* Given instruction
Retype each of the following items word for word, and omit the pictures from your answer.

-=-=-=-=-

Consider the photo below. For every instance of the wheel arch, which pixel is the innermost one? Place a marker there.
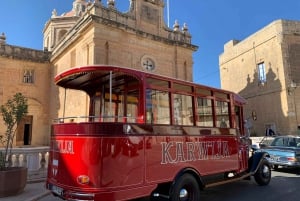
(191, 171)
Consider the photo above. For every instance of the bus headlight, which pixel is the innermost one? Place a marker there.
(83, 179)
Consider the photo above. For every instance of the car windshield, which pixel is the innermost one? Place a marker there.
(286, 142)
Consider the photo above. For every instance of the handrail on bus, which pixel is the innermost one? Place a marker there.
(106, 118)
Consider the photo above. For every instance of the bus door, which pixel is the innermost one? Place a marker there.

-=-=-=-=-

* The response
Consider the photo below. For every instance of the wheel arch, which pixel is the innermost one? Place a marker there.
(191, 171)
Consider the photo above. For every instance of the bus headlight, which pixel is the innermost one? Place a marker there.
(83, 179)
Consider the photo above. For every instance of the car windshield, which pixel is the innermost one? Place a marker there.
(286, 142)
Consider the photo above. For every instance of the handrail on bus, which pixel is the innermost one? Place a marker there.
(106, 118)
Consider the photo above. For every instance of the bus door, which pixel is the innermost one? Place a marker there.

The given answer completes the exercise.